WORK INSTRUCTIONS
The result should be every line in the material below containing the string "each".
──────── EXERCISE MATERIALS ────────
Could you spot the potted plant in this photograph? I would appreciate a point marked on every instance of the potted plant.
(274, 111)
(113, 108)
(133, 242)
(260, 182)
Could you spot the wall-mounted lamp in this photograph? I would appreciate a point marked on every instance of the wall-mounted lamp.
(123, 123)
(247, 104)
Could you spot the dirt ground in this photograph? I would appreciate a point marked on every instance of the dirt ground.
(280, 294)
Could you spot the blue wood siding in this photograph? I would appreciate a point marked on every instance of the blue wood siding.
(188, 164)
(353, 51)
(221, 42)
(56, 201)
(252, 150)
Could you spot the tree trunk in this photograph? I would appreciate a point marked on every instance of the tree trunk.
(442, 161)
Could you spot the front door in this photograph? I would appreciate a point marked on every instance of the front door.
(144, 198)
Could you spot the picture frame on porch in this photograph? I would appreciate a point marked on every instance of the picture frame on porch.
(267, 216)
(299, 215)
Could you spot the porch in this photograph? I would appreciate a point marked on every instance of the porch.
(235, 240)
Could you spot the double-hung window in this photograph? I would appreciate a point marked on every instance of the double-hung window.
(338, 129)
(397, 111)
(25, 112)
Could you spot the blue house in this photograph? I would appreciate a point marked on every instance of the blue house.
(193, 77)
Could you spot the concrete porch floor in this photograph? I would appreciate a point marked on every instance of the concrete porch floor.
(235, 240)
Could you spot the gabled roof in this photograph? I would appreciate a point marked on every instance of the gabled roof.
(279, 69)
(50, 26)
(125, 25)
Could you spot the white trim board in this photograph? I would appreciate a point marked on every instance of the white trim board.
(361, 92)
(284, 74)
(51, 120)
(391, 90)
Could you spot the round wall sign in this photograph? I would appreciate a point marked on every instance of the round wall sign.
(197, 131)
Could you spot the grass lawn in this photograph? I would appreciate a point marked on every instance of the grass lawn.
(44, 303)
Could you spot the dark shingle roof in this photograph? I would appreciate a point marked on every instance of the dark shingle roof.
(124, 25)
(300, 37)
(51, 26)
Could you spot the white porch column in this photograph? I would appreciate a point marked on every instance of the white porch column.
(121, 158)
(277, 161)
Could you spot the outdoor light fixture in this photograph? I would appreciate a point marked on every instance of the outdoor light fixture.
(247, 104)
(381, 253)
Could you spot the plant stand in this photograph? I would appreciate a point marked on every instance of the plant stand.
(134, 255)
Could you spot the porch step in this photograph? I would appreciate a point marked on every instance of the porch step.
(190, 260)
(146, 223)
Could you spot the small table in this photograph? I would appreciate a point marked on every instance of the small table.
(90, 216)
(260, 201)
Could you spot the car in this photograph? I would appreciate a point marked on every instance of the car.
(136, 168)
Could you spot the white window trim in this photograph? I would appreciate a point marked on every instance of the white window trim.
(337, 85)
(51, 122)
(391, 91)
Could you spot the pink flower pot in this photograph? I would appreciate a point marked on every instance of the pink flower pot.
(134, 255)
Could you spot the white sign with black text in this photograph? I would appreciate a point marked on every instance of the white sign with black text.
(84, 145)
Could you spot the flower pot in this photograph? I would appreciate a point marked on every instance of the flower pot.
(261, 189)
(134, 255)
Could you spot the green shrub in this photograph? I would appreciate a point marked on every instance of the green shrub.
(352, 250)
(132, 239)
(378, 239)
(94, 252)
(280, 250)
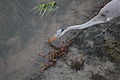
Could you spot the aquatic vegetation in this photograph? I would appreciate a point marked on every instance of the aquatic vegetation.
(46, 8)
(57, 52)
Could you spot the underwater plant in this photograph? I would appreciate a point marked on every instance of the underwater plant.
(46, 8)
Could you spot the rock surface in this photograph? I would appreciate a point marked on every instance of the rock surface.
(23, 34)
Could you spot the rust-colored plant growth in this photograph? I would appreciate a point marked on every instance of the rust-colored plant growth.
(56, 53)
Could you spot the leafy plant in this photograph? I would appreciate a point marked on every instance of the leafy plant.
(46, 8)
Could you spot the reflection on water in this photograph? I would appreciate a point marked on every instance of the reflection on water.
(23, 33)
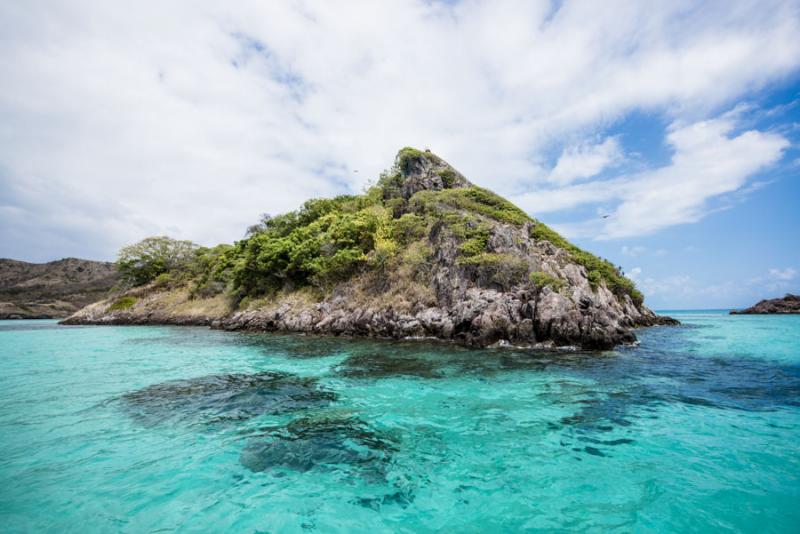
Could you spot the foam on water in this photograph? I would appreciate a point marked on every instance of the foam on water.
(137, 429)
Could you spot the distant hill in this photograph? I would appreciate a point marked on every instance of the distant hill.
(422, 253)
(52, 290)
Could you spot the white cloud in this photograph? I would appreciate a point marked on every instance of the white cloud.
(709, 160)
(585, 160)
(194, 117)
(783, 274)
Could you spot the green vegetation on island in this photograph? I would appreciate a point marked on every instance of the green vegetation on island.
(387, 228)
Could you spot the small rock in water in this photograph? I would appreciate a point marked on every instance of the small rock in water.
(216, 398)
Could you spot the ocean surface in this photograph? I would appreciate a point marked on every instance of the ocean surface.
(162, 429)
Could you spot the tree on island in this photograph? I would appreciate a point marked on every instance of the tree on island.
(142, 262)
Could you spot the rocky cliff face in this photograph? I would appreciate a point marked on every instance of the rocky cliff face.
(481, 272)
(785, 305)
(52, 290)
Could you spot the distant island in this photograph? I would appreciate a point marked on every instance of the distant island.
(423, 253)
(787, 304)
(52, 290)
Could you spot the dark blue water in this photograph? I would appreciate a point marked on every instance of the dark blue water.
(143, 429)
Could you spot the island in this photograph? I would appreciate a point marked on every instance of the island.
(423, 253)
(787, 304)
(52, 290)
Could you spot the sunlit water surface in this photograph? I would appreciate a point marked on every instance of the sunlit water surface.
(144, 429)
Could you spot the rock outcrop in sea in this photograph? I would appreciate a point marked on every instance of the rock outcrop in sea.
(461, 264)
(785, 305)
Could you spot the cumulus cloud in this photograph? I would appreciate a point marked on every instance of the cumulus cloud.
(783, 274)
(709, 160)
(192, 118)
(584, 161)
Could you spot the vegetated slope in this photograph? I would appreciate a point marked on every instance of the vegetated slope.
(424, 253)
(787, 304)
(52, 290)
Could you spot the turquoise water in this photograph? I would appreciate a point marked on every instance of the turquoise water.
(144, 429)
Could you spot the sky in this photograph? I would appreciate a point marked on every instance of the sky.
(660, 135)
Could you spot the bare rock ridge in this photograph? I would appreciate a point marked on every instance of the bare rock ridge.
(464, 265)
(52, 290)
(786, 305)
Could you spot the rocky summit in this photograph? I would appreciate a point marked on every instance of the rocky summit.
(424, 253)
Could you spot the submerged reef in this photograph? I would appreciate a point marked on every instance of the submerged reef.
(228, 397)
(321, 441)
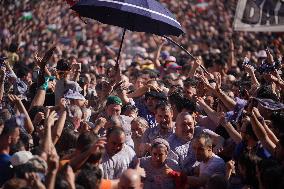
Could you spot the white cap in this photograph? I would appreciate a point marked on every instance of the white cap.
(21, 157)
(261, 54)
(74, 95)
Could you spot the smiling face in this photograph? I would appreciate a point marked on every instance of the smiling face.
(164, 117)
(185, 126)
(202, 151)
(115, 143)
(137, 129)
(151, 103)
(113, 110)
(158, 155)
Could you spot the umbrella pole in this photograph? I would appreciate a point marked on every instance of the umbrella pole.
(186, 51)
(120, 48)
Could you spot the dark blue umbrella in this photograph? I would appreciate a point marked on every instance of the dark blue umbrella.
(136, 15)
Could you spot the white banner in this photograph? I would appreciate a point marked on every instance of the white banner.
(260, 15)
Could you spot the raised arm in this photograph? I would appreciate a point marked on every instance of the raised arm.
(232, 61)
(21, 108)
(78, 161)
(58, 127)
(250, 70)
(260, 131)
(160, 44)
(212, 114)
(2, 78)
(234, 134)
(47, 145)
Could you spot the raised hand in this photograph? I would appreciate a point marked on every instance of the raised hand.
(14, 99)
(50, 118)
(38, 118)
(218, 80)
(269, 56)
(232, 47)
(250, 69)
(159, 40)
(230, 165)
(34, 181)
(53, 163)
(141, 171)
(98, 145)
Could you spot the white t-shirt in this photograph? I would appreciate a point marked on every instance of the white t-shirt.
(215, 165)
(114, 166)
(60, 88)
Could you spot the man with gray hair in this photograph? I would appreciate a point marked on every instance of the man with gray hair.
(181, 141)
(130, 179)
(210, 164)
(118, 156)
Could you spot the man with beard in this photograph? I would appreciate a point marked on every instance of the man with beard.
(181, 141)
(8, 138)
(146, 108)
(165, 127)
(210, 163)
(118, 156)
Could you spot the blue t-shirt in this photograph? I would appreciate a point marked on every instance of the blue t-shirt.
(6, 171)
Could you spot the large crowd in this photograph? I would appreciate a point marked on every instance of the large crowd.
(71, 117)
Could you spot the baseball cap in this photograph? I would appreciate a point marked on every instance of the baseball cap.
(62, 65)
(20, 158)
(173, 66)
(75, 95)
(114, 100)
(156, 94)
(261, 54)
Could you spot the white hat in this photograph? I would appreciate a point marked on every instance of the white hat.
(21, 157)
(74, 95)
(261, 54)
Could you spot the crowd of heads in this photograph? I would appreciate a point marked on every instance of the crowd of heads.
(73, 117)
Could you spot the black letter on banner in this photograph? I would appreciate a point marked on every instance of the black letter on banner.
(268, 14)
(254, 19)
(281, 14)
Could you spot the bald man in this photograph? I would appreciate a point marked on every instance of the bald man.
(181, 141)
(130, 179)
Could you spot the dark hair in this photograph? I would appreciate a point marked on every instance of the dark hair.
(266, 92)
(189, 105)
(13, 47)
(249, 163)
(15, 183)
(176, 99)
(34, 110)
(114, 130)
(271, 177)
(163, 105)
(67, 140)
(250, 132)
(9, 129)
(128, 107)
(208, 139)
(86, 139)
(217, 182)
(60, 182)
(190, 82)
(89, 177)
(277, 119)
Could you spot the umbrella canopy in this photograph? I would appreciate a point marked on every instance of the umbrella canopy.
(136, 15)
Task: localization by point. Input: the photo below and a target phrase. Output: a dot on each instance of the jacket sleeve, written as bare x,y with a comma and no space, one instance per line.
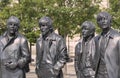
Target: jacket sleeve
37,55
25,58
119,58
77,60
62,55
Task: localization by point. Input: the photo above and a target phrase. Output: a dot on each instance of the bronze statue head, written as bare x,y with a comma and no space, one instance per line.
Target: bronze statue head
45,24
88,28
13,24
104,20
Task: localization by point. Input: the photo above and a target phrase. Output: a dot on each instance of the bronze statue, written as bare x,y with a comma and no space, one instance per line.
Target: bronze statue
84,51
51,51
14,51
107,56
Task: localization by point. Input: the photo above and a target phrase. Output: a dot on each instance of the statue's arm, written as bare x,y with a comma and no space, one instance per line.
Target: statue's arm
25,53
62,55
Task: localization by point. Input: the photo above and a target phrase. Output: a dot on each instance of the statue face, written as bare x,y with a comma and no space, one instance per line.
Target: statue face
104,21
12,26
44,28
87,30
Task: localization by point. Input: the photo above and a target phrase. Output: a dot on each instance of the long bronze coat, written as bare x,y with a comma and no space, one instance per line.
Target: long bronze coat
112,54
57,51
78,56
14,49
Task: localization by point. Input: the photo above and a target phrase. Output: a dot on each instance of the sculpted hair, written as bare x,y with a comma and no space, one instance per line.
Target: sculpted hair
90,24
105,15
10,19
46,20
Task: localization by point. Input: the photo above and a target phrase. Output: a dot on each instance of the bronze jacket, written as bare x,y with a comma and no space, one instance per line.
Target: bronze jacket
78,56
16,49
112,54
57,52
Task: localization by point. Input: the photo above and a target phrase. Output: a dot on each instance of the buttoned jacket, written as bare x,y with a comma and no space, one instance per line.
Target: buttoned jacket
────────
ANSWER SPACE
Task: localization by point. Input: the photo below and a target phrase. Output: a dot on each instance of the jacket sleeve, written as bare x,y with a comma and no space, one instance per line.
Task: localization by point. Input: the photo above and a target phrase. Output: a dot on each instance of the bronze statue head, written as bare x,y with a comma and no space, one instance per line.
Task: localization by point. Input: the photo above and a target phrase. Output: a dot on each instance of the bronze statue, written as bare x,y with a comma and no space, one instance per line.
Task: localization by point. Input: the photo above and a target phrase. Output: a dot on each instance of the statue's arm, written as bare x,y with a comma and no space, one instance per line.
Task: localization by point. Input: the photo above and a target phrase. Output: a dot on each instance of the statue face, written as bare x,y with a comma and no space, one instance per line.
Task: localization by point. Input: the photo above and a target phrase. Output: a dot on each instance of the long bronze coat, written as bare x,y with a comma and no space, one instance per line.
Task: localization by point. Input: the photo above and a target phrase. Output: a dot on each instance of the sculpted hair, written as bare x,y with a comma and no space, one instance per line.
Task: localization by point. Input: the photo above and a target phrase. Output: a dot on each instance of the bronze jacket, written as bare x,y with a comma and no space, one instance per line.
Task: localization by point. Input: the photo above and a target phrase. Output: a dot on each instance of the buttoned jacket, written as bare x,y with a comma and no space, one instance per line.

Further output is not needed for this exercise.